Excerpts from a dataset
# # # # #
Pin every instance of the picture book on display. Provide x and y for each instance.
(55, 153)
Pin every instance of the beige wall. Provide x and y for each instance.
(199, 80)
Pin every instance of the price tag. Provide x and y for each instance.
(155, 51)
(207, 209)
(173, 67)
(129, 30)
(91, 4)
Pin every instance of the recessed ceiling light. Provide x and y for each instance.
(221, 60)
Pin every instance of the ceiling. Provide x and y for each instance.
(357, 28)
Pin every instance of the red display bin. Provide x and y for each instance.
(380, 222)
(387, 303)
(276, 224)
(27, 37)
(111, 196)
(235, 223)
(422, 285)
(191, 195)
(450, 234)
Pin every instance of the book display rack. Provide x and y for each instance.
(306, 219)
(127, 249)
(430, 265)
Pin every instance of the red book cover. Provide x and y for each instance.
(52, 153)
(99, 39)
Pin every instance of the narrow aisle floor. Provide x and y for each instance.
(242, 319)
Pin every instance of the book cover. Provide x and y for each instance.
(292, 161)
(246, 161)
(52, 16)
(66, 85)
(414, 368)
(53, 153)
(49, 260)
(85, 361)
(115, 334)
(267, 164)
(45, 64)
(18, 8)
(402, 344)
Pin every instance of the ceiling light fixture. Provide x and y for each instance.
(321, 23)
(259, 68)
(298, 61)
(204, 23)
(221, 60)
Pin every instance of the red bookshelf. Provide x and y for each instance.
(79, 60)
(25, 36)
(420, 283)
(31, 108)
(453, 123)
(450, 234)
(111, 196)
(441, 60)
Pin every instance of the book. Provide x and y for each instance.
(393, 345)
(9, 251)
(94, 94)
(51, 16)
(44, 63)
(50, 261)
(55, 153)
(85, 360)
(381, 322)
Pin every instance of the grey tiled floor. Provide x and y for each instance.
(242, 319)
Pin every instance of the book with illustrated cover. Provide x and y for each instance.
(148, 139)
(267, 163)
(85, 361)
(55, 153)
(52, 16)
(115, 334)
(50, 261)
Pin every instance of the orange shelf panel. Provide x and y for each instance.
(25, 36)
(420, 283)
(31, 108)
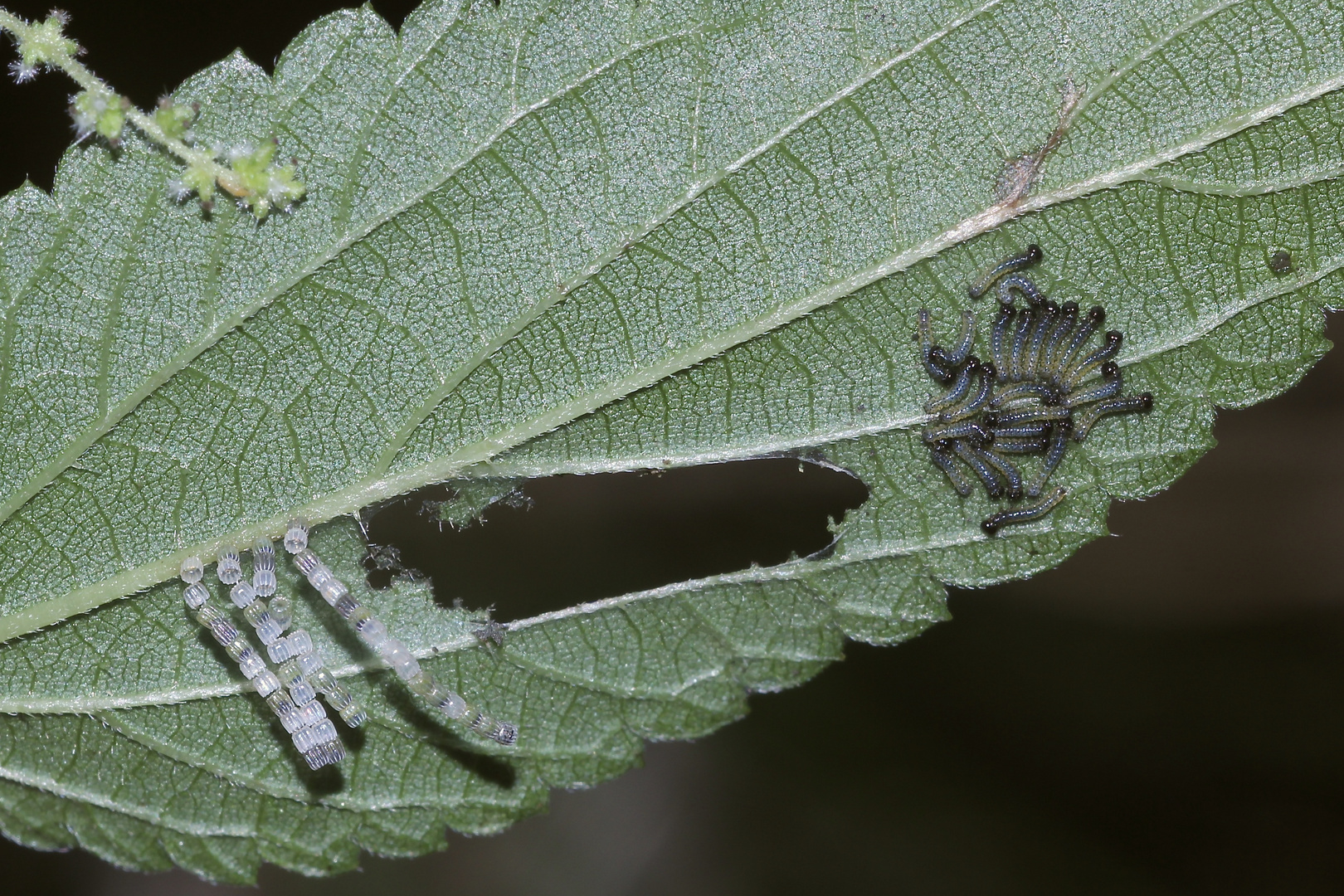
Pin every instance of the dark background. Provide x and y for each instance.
(1164, 713)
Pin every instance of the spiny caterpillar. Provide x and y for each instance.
(1043, 387)
(292, 689)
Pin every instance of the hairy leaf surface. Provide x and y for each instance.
(598, 238)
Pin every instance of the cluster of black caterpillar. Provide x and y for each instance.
(1043, 387)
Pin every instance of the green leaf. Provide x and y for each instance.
(543, 241)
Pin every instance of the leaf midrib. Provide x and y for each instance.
(222, 327)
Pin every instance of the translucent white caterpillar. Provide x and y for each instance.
(314, 733)
(374, 633)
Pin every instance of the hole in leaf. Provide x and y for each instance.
(582, 538)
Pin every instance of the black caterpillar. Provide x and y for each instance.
(1043, 387)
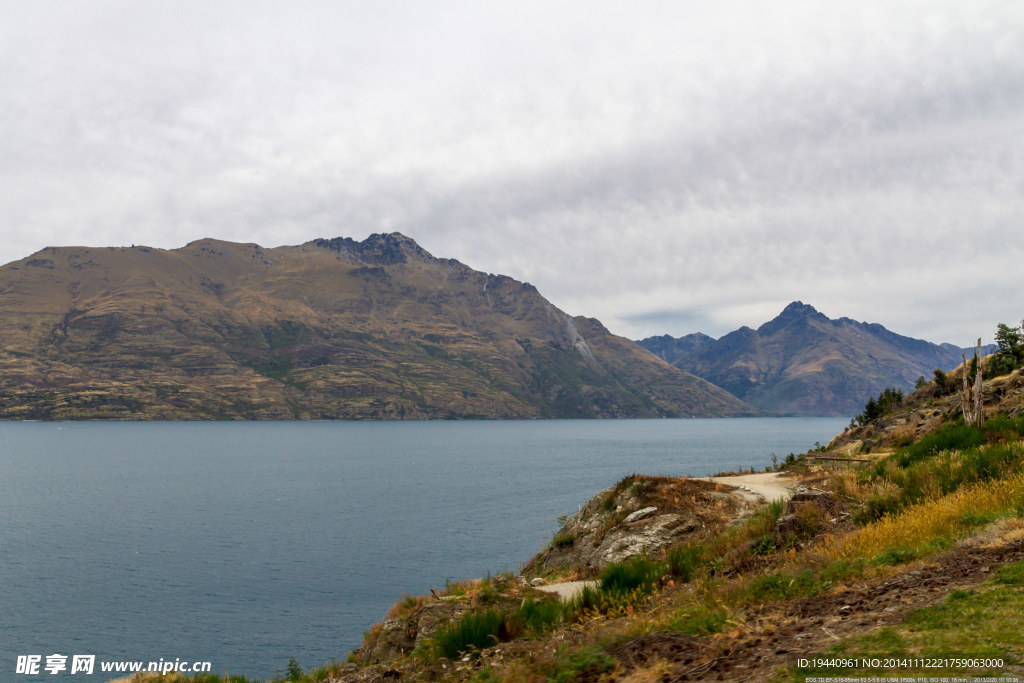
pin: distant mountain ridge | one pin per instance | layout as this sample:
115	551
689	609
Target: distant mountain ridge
331	329
805	364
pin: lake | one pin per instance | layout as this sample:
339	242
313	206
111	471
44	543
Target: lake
245	544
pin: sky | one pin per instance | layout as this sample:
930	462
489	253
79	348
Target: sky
665	167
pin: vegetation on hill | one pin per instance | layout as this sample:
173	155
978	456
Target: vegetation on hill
332	329
913	547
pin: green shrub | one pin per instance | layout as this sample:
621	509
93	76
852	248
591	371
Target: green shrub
294	671
1011	574
893	556
474	631
948	437
537	615
1005	427
638	571
780	586
698	621
563	540
684	561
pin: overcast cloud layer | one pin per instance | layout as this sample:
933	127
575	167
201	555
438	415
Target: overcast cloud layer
666	167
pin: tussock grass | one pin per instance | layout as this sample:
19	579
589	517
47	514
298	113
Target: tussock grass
893	484
919	524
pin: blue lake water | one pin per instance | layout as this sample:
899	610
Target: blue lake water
245	544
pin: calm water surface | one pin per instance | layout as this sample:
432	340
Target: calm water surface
245	544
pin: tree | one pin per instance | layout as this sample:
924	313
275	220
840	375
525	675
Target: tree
1009	340
971	394
1011	353
294	671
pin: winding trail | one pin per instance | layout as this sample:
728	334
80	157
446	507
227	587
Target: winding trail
567	590
764	486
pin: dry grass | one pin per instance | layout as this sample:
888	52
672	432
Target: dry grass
920	523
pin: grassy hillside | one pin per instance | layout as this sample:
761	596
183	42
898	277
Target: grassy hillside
330	329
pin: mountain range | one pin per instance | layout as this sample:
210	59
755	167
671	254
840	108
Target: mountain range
331	329
805	364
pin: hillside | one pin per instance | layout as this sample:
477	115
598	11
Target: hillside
890	568
803	363
330	329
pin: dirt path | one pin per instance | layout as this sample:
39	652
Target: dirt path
764	486
567	590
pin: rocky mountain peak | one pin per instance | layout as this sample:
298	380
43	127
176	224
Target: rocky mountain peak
796	311
378	249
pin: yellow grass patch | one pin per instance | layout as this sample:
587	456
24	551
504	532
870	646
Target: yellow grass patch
920	523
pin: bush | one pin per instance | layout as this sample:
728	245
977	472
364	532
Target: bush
475	631
536	616
587	664
888	401
684	560
947	437
637	572
698	621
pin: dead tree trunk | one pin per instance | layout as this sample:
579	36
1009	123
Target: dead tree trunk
971	395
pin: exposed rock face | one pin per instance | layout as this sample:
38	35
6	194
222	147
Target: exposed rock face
639	515
804	363
400	636
332	329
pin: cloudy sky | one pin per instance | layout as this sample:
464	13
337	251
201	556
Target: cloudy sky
666	167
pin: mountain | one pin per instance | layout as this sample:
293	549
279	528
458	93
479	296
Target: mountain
803	363
378	329
671	348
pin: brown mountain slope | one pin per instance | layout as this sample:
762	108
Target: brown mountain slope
329	329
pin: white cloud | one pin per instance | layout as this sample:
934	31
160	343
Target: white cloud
686	164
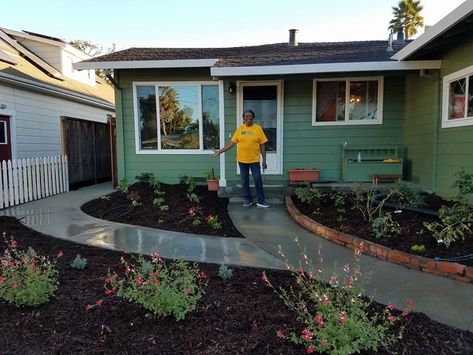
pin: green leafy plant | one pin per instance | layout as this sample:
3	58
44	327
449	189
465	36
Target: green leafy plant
455	222
418	248
336	318
170	288
146	178
308	193
364	202
26	278
123	186
214	222
225	273
385	226
339	200
464	184
79	262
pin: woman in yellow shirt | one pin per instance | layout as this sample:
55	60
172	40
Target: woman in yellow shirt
250	140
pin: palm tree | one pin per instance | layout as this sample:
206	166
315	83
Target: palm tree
407	16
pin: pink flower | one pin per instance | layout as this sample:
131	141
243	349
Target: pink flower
306	334
342	317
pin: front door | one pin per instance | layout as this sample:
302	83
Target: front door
265	100
5	139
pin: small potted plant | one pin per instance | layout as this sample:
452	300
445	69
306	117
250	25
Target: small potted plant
212	180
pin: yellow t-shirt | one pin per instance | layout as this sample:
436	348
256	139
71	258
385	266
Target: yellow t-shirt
249	140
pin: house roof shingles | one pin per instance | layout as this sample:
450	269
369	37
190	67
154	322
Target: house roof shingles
269	54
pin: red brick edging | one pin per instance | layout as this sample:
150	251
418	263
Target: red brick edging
454	271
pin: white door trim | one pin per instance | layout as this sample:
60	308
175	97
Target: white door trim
278	161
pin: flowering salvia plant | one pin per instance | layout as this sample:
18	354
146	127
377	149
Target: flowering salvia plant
336	318
170	288
26	278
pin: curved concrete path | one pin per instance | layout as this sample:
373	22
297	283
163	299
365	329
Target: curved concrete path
445	300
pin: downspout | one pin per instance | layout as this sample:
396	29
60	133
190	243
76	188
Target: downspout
424	73
119	123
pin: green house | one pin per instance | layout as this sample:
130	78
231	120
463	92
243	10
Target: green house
317	102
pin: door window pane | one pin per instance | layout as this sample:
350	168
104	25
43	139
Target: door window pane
330	101
456	98
146	96
179	115
210	116
262	100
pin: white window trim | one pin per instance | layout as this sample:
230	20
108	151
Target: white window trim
156	84
348	122
447	79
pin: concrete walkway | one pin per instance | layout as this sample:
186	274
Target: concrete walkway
445	300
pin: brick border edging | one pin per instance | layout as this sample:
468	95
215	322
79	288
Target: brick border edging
454	271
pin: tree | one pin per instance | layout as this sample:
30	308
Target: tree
407	16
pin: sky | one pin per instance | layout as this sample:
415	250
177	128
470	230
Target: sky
209	23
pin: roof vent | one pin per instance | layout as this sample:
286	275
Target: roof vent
293	38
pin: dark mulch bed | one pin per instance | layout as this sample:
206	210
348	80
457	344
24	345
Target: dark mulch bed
117	207
411	225
239	317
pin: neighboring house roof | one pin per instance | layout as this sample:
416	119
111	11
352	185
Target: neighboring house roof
457	23
22	67
279	58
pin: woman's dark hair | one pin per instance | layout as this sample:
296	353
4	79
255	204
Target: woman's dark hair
248	111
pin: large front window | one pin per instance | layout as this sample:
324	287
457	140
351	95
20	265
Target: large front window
177	116
458	98
347	101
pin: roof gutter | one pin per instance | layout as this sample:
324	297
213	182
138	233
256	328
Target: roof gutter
52	90
146	64
325	68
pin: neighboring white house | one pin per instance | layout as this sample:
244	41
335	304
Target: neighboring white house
39	90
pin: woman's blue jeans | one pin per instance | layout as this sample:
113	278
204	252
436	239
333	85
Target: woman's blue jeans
245	181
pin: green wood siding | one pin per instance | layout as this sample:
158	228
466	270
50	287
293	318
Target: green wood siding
455	144
166	167
307	146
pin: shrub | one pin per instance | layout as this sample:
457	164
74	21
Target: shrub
26	279
146	178
335	318
79	262
164	289
308	193
225	273
385	226
123	186
455	222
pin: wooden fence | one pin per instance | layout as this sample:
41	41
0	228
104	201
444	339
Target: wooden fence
24	180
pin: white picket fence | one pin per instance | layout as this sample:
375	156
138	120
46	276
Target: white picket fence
24	180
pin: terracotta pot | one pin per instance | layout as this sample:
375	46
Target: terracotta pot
301	175
212	185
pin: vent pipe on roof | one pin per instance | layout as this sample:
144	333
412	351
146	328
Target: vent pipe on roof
293	38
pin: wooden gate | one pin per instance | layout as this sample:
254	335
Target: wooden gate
87	145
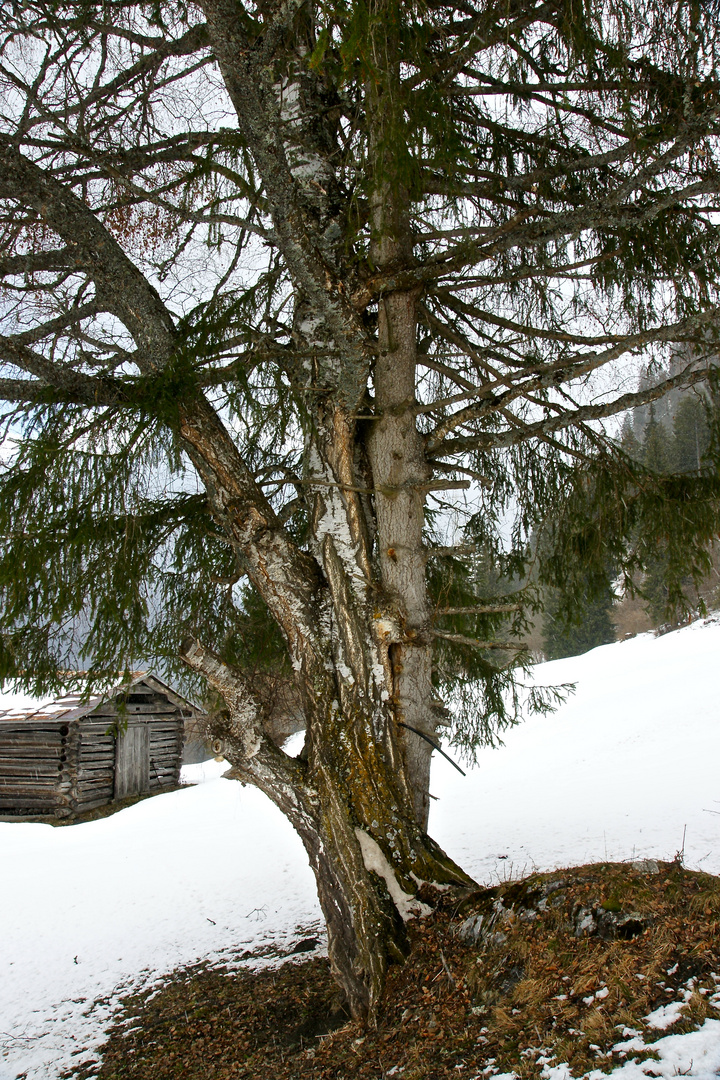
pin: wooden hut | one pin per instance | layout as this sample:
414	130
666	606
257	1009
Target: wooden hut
70	756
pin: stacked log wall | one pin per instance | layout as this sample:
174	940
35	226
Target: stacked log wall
68	766
38	768
96	763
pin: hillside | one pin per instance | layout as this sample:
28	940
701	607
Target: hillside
624	770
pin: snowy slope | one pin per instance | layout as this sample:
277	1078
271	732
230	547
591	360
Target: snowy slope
212	871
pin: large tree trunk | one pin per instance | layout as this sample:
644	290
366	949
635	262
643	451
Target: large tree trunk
353	609
374	864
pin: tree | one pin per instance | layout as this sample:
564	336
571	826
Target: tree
691	435
592	624
276	275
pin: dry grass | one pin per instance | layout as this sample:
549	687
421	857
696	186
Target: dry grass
535	990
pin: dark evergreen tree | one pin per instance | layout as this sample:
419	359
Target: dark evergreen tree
691	435
591	624
279	277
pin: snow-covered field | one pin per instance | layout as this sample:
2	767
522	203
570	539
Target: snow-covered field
624	770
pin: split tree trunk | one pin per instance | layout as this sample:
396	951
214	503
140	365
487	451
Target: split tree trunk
353	608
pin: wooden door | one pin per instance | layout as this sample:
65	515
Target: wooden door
133	760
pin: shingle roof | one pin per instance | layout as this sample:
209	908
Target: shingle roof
72	706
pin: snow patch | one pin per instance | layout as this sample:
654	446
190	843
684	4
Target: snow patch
376	862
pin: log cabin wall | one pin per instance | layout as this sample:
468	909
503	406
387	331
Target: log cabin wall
128	743
38	767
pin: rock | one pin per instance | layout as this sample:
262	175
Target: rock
646	865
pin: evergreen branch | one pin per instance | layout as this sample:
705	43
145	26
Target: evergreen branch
122	287
479	609
473	643
70	383
31	262
688	377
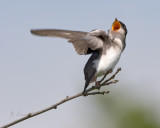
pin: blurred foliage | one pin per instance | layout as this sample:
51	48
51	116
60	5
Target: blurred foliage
120	113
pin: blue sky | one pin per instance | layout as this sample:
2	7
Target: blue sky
# # # # #
● **What you need to do**
Nothing but the lines from the one with "Target: blurred foliage" through the last line of the entries should be repeated, and those exactly.

● **Response for this exercise**
Target: blurred foliage
120	113
pin: blue sky | one pin per instance | layout as this sample:
2	7
Target: blue sky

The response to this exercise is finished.